Begin
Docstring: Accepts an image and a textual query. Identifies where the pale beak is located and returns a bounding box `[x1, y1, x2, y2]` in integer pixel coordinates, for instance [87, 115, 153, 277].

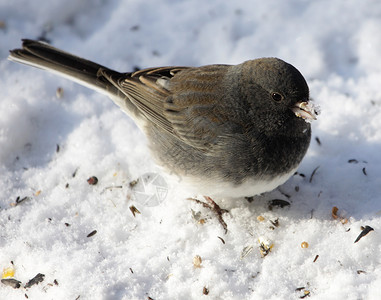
[291, 101, 320, 122]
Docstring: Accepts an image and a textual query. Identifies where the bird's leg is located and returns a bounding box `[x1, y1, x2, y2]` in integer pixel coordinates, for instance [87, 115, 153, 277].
[188, 196, 229, 234]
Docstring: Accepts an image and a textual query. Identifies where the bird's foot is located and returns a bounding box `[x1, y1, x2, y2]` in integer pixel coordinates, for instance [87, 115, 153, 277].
[188, 196, 229, 234]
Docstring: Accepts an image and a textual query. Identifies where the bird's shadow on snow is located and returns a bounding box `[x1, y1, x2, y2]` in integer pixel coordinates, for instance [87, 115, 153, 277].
[222, 134, 381, 225]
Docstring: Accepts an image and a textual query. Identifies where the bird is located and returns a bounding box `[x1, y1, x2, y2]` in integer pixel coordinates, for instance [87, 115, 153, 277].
[8, 39, 319, 232]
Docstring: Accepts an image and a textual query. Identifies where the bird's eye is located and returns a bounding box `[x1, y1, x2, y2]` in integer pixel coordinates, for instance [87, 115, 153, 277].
[271, 93, 283, 102]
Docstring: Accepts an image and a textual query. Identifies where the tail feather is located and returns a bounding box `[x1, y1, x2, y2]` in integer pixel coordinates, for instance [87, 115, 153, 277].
[8, 39, 122, 96]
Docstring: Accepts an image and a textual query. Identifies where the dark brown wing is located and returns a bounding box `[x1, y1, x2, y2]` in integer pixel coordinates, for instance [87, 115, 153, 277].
[102, 65, 227, 151]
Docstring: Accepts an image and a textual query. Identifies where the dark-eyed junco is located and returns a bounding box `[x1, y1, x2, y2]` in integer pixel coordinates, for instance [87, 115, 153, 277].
[9, 40, 317, 197]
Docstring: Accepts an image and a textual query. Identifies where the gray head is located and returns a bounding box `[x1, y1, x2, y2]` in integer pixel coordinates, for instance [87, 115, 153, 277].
[227, 58, 316, 134]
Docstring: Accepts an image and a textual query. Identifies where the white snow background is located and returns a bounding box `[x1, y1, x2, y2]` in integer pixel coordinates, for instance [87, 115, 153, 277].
[0, 0, 381, 300]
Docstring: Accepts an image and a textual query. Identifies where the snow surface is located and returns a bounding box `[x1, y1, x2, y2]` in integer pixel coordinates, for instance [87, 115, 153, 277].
[0, 0, 381, 300]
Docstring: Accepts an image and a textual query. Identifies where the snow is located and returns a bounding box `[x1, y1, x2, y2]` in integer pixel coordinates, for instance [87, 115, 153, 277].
[0, 0, 381, 300]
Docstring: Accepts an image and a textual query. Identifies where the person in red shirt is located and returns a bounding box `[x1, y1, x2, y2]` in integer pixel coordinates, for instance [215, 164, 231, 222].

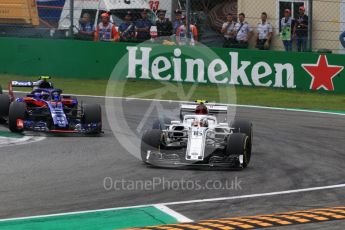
[95, 13, 120, 42]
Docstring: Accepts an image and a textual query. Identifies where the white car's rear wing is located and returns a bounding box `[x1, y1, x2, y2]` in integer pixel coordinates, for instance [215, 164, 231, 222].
[180, 103, 228, 114]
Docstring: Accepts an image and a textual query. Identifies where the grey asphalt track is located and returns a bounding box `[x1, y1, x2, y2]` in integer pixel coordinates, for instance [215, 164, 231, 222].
[0, 97, 345, 229]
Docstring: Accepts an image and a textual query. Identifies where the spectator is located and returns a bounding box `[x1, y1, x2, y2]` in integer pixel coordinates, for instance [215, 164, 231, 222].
[233, 13, 252, 48]
[119, 11, 135, 42]
[95, 13, 120, 42]
[173, 10, 183, 34]
[294, 6, 308, 52]
[135, 9, 152, 42]
[221, 14, 236, 48]
[280, 9, 295, 51]
[339, 31, 345, 48]
[77, 13, 95, 41]
[156, 10, 173, 37]
[256, 12, 273, 50]
[176, 17, 198, 45]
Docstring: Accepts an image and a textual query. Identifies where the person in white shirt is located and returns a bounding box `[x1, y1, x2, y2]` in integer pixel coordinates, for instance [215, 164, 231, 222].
[235, 13, 253, 48]
[256, 12, 273, 50]
[221, 14, 236, 48]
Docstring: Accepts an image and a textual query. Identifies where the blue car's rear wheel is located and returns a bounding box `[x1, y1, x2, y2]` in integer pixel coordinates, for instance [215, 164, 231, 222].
[0, 94, 10, 117]
[8, 101, 26, 133]
[83, 104, 102, 133]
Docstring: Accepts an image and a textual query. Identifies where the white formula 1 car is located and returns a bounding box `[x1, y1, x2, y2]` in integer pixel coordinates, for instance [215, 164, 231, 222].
[141, 101, 253, 169]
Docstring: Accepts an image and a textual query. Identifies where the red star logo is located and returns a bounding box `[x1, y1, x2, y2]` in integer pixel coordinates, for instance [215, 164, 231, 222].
[302, 55, 344, 91]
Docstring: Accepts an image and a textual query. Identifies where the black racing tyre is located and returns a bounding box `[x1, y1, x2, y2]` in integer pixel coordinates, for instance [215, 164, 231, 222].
[152, 117, 171, 130]
[230, 120, 253, 155]
[226, 133, 251, 168]
[0, 94, 11, 117]
[140, 129, 162, 163]
[83, 104, 102, 133]
[8, 101, 26, 133]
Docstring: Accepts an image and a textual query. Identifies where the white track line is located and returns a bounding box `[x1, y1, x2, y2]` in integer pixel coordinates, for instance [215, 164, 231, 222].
[0, 184, 345, 222]
[154, 204, 193, 223]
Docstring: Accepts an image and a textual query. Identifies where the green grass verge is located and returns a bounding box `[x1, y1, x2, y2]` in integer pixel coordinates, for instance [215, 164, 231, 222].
[0, 75, 345, 111]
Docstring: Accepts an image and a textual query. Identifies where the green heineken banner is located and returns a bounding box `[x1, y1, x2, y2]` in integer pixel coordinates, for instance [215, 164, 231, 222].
[0, 38, 345, 93]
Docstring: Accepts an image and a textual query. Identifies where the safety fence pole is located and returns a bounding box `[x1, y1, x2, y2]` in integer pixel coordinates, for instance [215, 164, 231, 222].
[307, 0, 313, 52]
[69, 0, 74, 38]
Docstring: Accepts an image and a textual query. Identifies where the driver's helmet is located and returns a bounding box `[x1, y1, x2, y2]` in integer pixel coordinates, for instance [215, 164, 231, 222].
[52, 91, 61, 101]
[38, 80, 53, 89]
[200, 119, 208, 127]
[41, 91, 49, 100]
[192, 120, 200, 127]
[34, 92, 42, 99]
[195, 104, 208, 115]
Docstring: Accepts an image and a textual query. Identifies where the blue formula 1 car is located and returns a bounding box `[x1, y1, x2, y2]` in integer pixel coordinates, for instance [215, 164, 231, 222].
[0, 77, 102, 134]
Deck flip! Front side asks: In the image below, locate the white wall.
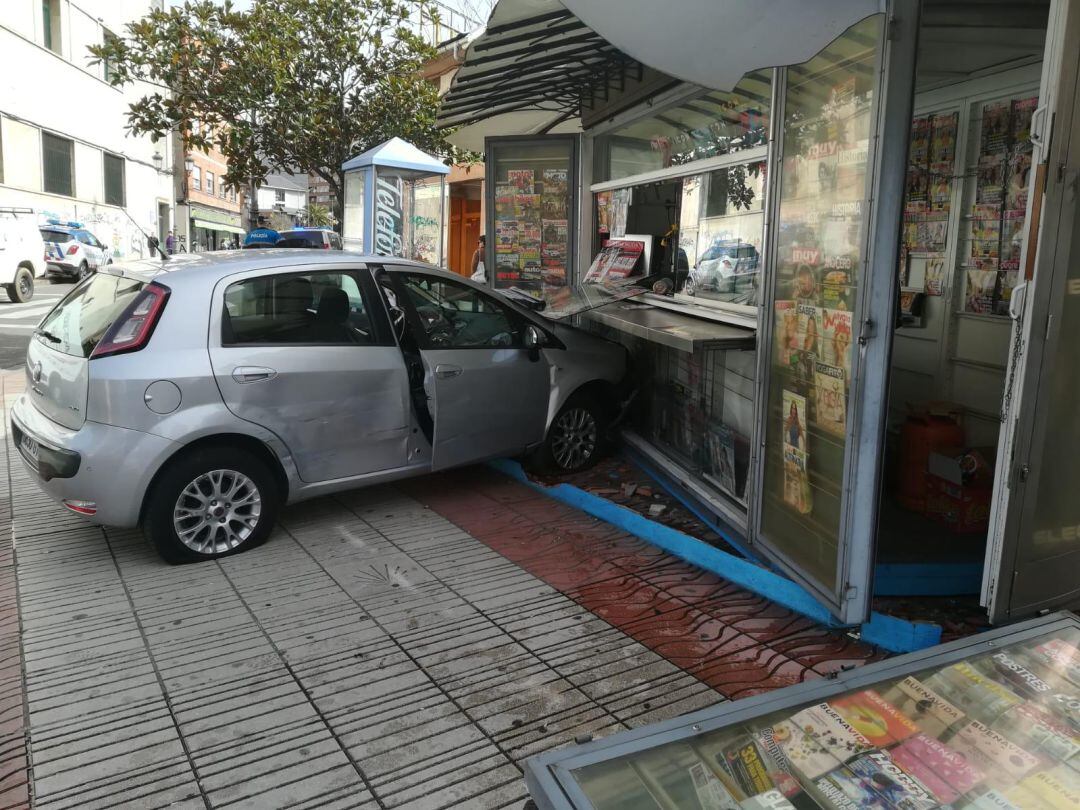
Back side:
[0,0,175,257]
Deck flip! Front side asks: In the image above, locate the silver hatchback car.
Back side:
[11,249,626,562]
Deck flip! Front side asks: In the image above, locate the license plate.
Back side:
[18,435,40,467]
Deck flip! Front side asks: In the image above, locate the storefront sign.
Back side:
[375,176,403,256]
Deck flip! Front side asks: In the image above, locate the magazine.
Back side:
[540,168,569,219]
[930,112,959,163]
[1012,96,1039,151]
[773,300,799,368]
[978,102,1011,154]
[820,309,852,379]
[507,168,536,194]
[963,268,998,315]
[783,389,812,514]
[926,255,945,295]
[975,154,1005,203]
[814,363,847,436]
[706,424,738,497]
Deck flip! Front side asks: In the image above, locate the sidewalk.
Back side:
[0,375,877,809]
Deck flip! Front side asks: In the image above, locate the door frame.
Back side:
[750,0,920,624]
[981,0,1080,622]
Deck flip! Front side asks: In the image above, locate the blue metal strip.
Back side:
[489,459,941,652]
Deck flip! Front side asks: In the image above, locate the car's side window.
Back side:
[399,273,523,349]
[221,270,379,346]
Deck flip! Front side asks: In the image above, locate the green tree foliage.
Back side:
[90,0,453,230]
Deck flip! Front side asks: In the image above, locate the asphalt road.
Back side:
[0,279,75,368]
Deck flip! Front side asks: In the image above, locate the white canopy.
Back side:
[438,0,885,151]
[561,0,885,91]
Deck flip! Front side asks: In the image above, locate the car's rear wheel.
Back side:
[526,393,609,473]
[6,267,33,303]
[143,447,279,563]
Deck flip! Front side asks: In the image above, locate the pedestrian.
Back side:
[469,233,487,283]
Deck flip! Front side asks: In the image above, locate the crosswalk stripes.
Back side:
[0,283,71,334]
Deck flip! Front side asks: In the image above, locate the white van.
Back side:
[0,207,45,303]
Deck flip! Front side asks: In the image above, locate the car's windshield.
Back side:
[36,273,144,357]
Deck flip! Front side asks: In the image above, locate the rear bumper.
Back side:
[11,394,178,526]
[45,267,79,275]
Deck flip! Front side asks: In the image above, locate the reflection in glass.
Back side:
[594,70,772,181]
[571,627,1080,810]
[761,15,881,592]
[679,161,766,307]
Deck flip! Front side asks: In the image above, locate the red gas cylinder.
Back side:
[896,404,964,512]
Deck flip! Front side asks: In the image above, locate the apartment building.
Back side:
[0,0,175,259]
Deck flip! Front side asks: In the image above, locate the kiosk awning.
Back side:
[584,301,757,352]
[438,0,883,151]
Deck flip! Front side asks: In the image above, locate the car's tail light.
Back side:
[90,284,168,360]
[64,498,97,515]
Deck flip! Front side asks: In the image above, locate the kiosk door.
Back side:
[752,0,918,622]
[985,1,1080,621]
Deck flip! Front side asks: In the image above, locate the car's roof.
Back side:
[107,247,444,284]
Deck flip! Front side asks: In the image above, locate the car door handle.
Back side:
[232,366,278,386]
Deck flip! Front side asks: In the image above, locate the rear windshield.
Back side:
[35,273,145,357]
[274,233,323,247]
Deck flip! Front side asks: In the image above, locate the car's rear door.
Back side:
[388,268,551,470]
[210,265,411,482]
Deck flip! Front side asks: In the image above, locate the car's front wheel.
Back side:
[143,447,279,563]
[8,267,33,303]
[527,393,609,473]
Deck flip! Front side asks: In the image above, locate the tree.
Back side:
[90,0,454,230]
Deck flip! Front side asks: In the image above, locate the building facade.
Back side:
[0,0,174,259]
[258,174,308,231]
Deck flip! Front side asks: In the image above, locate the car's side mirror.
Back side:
[523,324,548,361]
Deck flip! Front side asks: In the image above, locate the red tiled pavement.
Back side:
[0,375,30,810]
[405,468,885,698]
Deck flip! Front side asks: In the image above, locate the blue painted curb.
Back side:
[489,459,941,652]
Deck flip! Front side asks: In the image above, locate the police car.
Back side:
[40,219,112,280]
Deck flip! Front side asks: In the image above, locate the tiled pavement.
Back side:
[0,377,874,810]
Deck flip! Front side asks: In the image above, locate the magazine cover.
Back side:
[829,689,919,747]
[975,153,1005,204]
[926,255,945,295]
[1005,149,1031,216]
[963,267,998,315]
[883,676,966,737]
[890,733,986,804]
[814,363,847,436]
[820,309,852,379]
[978,102,1012,154]
[774,300,799,368]
[707,423,738,497]
[848,751,941,810]
[930,112,959,164]
[540,168,569,219]
[784,708,874,762]
[907,116,930,166]
[949,720,1039,789]
[929,163,953,214]
[1012,96,1039,151]
[784,444,813,515]
[757,720,840,780]
[507,168,536,194]
[821,268,854,310]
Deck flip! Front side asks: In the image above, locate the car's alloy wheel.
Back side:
[173,470,262,554]
[551,406,599,470]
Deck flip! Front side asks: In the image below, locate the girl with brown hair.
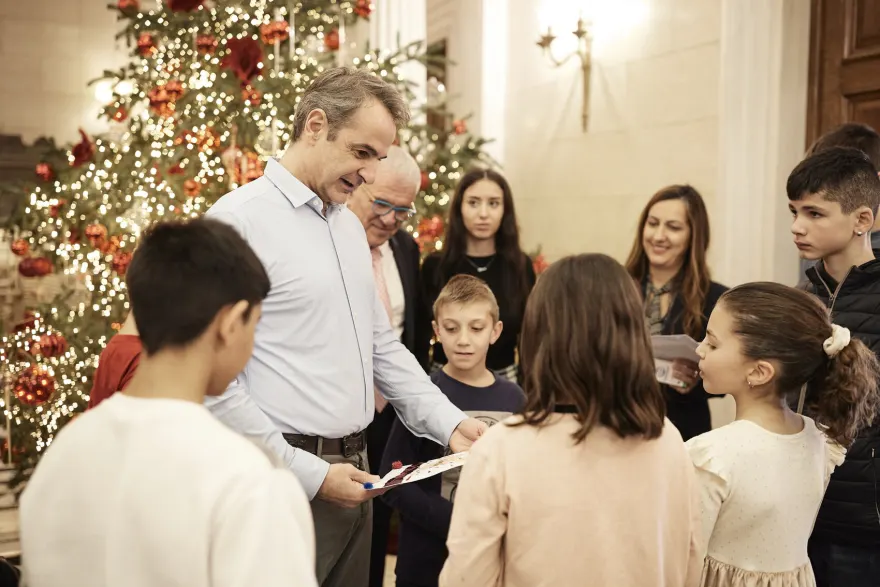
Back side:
[687,283,880,587]
[626,185,727,440]
[440,255,702,587]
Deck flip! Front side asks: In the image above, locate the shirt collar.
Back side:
[263,159,336,212]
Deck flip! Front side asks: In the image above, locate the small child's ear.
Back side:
[489,320,504,344]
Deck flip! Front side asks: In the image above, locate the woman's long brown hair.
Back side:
[512,254,666,442]
[626,185,712,339]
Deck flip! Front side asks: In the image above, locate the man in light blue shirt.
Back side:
[207,68,485,587]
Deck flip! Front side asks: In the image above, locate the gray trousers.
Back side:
[311,451,373,587]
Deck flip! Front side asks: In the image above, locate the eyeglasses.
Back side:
[362,191,416,222]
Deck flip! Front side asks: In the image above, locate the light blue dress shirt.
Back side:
[206,160,466,499]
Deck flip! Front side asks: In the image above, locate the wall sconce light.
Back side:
[538,17,593,132]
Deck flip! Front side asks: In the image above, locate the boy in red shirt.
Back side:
[87,312,141,409]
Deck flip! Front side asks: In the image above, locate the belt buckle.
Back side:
[342,432,363,459]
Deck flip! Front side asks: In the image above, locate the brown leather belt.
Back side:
[281,430,367,458]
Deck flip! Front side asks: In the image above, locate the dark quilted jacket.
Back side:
[807,260,880,547]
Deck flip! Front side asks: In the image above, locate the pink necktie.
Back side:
[370,247,392,412]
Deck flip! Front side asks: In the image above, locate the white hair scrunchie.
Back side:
[822,324,851,359]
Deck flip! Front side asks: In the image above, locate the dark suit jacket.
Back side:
[388,230,428,367]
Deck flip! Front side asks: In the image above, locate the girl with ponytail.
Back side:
[687,283,880,587]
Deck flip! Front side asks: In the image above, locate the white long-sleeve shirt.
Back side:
[205,160,466,498]
[20,393,316,587]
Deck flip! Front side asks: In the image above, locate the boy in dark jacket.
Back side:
[379,275,525,587]
[786,147,880,587]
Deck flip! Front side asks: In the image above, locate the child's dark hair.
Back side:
[807,122,880,171]
[718,282,880,446]
[126,218,269,355]
[785,147,880,216]
[515,254,666,442]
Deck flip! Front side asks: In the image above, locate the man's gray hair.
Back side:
[293,67,410,142]
[379,145,422,193]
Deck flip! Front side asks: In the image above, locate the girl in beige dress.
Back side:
[687,283,880,587]
[440,255,702,587]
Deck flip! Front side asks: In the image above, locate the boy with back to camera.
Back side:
[20,219,316,587]
[379,275,525,587]
[786,147,880,587]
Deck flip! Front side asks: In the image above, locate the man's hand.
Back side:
[315,463,384,508]
[449,418,489,452]
[672,359,700,395]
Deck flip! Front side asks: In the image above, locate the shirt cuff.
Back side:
[290,449,330,501]
[428,401,468,446]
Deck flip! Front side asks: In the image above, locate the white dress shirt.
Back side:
[206,160,466,499]
[379,241,406,338]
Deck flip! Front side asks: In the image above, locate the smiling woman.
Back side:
[626,185,727,440]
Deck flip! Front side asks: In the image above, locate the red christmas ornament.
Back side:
[147,86,174,118]
[138,33,156,57]
[110,106,128,122]
[196,35,217,55]
[71,129,95,167]
[36,163,55,181]
[13,365,55,406]
[18,257,54,277]
[111,251,131,275]
[9,238,31,257]
[260,20,290,45]
[165,79,183,102]
[183,179,202,198]
[31,332,67,359]
[241,86,263,106]
[167,0,205,12]
[49,198,67,218]
[86,222,107,248]
[324,29,339,51]
[354,0,373,18]
[220,37,263,86]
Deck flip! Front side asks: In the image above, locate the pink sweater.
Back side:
[440,414,703,587]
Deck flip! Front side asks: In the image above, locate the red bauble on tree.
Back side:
[196,35,217,55]
[260,20,290,45]
[85,222,107,248]
[18,257,54,277]
[138,33,157,57]
[111,251,131,275]
[13,365,55,406]
[71,129,95,167]
[324,29,339,51]
[9,238,31,257]
[35,163,55,181]
[220,37,263,86]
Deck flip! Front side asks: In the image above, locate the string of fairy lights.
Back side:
[0,0,496,474]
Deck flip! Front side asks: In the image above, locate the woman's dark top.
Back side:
[418,253,535,371]
[642,280,727,440]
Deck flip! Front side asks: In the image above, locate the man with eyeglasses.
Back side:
[348,145,428,587]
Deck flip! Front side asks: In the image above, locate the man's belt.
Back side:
[282,430,367,459]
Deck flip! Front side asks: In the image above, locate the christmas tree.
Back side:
[0,0,491,486]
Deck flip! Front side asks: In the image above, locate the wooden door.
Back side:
[807,0,880,145]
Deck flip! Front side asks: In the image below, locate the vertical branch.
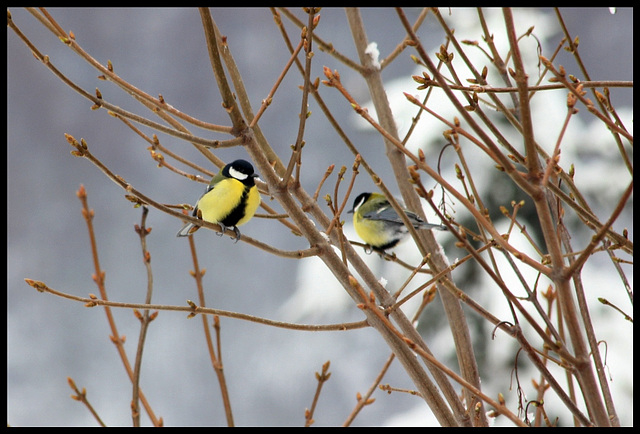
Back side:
[188,237,234,427]
[131,206,158,426]
[76,185,162,426]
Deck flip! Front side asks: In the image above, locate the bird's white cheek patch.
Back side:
[229,167,249,181]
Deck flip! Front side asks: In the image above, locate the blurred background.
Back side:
[7,8,633,426]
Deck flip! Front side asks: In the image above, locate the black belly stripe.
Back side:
[220,186,249,226]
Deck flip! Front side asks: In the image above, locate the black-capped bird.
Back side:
[348,193,447,251]
[177,160,260,241]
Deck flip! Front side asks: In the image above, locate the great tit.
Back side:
[177,160,260,241]
[348,193,447,251]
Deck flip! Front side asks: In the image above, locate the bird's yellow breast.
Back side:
[197,178,260,226]
[353,212,392,247]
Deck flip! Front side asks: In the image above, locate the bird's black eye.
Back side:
[353,193,371,211]
[223,160,253,181]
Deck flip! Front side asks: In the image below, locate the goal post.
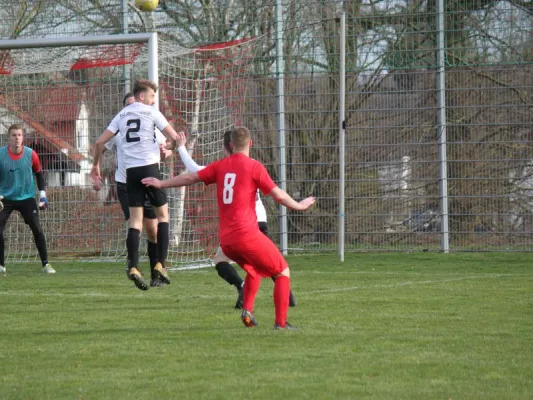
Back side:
[0,33,257,267]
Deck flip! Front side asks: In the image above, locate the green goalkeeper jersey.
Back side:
[0,146,35,200]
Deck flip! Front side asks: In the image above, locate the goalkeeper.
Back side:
[178,131,296,309]
[0,124,56,274]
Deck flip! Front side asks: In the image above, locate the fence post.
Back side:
[437,0,450,253]
[338,7,346,261]
[276,0,289,255]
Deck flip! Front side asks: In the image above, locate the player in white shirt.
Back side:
[91,80,178,290]
[178,131,296,309]
[98,92,172,287]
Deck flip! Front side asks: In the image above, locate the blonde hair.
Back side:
[133,79,157,97]
[7,124,24,135]
[231,126,252,150]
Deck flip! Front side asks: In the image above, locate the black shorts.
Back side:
[0,197,39,225]
[117,182,157,221]
[126,164,167,207]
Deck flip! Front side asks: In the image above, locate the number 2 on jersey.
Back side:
[222,172,237,204]
[126,119,141,143]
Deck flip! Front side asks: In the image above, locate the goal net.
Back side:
[0,35,260,267]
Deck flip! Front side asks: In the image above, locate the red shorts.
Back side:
[220,231,289,278]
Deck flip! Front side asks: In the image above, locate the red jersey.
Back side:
[198,153,277,244]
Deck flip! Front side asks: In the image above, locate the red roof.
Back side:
[0,95,85,161]
[6,85,85,128]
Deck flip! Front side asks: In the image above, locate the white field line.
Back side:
[0,274,518,299]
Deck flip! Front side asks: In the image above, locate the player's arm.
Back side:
[141,172,201,189]
[91,129,115,180]
[268,186,315,211]
[31,150,48,210]
[252,163,315,211]
[141,162,218,189]
[178,142,205,172]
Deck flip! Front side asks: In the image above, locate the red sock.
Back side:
[242,273,261,312]
[274,275,291,327]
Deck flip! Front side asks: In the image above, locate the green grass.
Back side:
[0,253,533,400]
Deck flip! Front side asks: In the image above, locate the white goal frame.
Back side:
[0,32,202,269]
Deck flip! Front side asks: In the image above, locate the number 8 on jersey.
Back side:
[222,172,237,204]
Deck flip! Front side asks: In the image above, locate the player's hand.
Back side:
[91,165,102,191]
[159,144,173,160]
[176,131,187,147]
[141,178,161,189]
[91,165,102,179]
[298,196,316,211]
[39,196,48,210]
[163,140,176,151]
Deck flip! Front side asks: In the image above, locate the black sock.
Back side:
[156,222,169,266]
[146,240,157,277]
[215,261,244,290]
[126,228,141,268]
[0,232,6,267]
[31,226,48,267]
End
*Requirements*
Duplicate the stretch of the data from the line that contains "the blue formula" through the line that contains "[375,176,403,256]", and leave the pictures out of your answer.

*Answer below*
Docstring: Accepts an image and a textual query. Identifies where the blue formula 1 car is located and returns a bounding box `[x1, y1, x2, y2]` in integer pixel coordinates, for instance [215, 164, 231, 222].
[0, 77, 102, 134]
Deck flip! Front side asks: In the image below, locate the white wall.
Back side:
[0,0,175,257]
Deck flip! Front side asks: In the image above, locate the silver hatchback car.
Back side:
[11,249,626,562]
Deck flip! Front side asks: In the image above, locate the license plate.
Back side:
[18,435,40,467]
Deck flip! Front side asks: In the image above, locate the storefront sign.
Back side:
[375,176,403,256]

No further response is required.